New York/New Jersey HIDTA - Alan Goldfisher

Mr. Goldfisher is the Supervisor of the Strategic Group within the Money Laundering Intelligence Section of the Regional Intelligence Center. In his role as the Strategic Group Supervisor, Mr. Goldfisher leads a unit of 10 law enforcement officers and intelligence analysts representing five law enforcement and regulatory agencies.

The Money Laundering Intelligence Section is one of five sections comprising the New York/New Jersey HIDTA Regional Intelligence Center (“RIC”). It was established following the designation of the El Dorado Task Force as the High Intensity Financial Crimes Area (HIFCA) for the New York metropolitan area. The Money Laundering Intelligence Section (HIFCA) provides direct support to the El Dorado Task Force and serves as a repository for money laundering intelligence for all law enforcement in the New York metropolitan area.


Mr. Goldfisher has been instrumental in the formulation of the Strategic Group for the last 18 months. He has greatly contributed to the successful implementation of original programs for identifying money laundering trends and patterns. In addition he has worked with the financial community to identify new methods for identifying the illegal movement of money to the Middle East and Southwest Asia. These methods now serve as the model for the country.

Example: Mr. Goldfisher directed members of his group in the analysis of hundreds of Yemen-owned deli/grocery businesses operating in the New York metropolitan area and elsewhere in the US that are operating as illegal money remitters. Mr. Goldfisher developed a methodology to examine relationships between these businesses and their role in moving millions of dollars a year to Yemen, mostly as unreported outbound funds. It is believed that these businesses are operating as illegal money remitters (Hawalas), which avoid the banking system and all reporting requirements. Based on the analysis of these businesses Mr. Goldfisher developed over 50 targets and referred them to the El Dorado Task Force, NYPD, HHS, FDA, USPIS and other agencies for investigation.

------

◆ **Directions**
1: For each statement below, say whether the profile of Alan Goldfisher supports it, answering yes or no and quoting the deciding words of the profile. (a) The Strategic Group includes people from five agencies. (b) The Money Laundering Intelligence Section is one of three sections of the Regional Intelligence Center. (c) Mr. Goldfisher referred the targets he developed only to the NYPD.
2: Show every line of the records that contains the string "knit". Case counts.

Stored data entries
------

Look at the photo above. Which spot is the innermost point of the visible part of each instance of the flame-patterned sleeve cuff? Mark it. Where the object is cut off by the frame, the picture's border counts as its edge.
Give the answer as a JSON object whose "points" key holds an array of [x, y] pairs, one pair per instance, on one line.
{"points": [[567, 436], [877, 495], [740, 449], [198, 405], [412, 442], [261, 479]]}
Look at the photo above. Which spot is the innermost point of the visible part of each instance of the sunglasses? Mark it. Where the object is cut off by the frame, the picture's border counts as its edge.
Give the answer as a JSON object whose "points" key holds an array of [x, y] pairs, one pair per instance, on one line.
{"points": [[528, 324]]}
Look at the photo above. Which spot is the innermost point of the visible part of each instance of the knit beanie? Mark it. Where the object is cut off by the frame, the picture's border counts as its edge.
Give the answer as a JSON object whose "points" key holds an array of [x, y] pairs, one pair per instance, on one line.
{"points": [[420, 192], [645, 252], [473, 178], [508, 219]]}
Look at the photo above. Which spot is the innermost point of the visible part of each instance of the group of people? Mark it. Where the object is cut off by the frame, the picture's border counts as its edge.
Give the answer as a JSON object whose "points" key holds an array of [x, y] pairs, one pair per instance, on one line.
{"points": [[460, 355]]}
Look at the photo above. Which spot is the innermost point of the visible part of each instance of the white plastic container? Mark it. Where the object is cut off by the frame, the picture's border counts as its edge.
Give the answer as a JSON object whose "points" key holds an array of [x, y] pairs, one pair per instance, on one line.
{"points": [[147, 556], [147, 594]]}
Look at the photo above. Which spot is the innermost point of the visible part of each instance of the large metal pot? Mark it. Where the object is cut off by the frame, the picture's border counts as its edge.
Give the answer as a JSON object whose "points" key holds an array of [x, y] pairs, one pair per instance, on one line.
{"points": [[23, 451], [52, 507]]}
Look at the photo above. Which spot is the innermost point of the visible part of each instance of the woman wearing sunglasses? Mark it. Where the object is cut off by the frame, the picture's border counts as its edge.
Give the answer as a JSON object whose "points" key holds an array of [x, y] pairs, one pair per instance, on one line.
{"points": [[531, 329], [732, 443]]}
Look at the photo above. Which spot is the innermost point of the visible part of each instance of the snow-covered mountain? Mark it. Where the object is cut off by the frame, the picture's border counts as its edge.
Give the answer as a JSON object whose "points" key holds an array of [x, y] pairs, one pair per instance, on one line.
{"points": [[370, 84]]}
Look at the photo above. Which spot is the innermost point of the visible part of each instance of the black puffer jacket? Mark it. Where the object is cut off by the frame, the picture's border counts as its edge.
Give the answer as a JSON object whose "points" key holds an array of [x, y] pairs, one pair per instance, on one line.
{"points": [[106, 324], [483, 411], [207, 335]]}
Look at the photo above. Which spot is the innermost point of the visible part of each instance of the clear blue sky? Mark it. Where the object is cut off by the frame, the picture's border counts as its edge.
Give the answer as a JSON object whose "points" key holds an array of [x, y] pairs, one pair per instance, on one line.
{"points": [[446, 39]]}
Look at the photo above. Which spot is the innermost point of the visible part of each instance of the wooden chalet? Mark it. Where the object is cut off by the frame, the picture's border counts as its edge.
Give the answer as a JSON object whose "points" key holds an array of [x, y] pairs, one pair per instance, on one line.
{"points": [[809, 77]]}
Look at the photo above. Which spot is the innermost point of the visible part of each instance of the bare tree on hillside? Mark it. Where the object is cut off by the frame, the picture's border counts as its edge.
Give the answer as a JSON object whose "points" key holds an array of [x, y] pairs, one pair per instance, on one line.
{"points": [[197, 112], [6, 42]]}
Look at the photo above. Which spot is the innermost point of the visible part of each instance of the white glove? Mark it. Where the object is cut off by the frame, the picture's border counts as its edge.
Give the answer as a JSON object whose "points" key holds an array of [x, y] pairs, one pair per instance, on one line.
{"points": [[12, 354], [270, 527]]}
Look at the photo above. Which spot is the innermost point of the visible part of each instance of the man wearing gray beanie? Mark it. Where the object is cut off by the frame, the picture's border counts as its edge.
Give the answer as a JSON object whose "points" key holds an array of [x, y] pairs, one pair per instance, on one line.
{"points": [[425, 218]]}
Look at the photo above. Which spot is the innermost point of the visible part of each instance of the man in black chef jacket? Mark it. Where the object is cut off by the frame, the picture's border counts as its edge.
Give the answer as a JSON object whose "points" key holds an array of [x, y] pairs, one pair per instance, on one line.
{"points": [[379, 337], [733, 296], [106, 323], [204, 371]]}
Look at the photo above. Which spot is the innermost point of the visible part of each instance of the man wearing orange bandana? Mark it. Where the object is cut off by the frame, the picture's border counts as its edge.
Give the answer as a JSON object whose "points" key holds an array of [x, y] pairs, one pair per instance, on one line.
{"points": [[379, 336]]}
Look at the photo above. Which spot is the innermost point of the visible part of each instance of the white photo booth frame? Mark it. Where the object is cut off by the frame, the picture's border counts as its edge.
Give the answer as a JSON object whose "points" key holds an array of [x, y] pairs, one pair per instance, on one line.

------

◆ **Task-by-task outputs**
1:
(a) Yes: "a unit of 10 law enforcement officers and intelligence analysts representing five law enforcement and regulatory agencies."
(b) No: "The Money Laundering Intelligence Section is one of five sections comprising the New York/New Jersey HIDTA Regional Intelligence Center."
(c) No: "referred them to the El Dorado Task Force, NYPD, HHS, FDA, USPIS and other agencies for investigation."

2:
Look at the photo above. Which spot is the innermost point of the visible part of each instance of the knit beanie? Mark it. Where the object is cut off by the frame, the picture's border counts as its edge.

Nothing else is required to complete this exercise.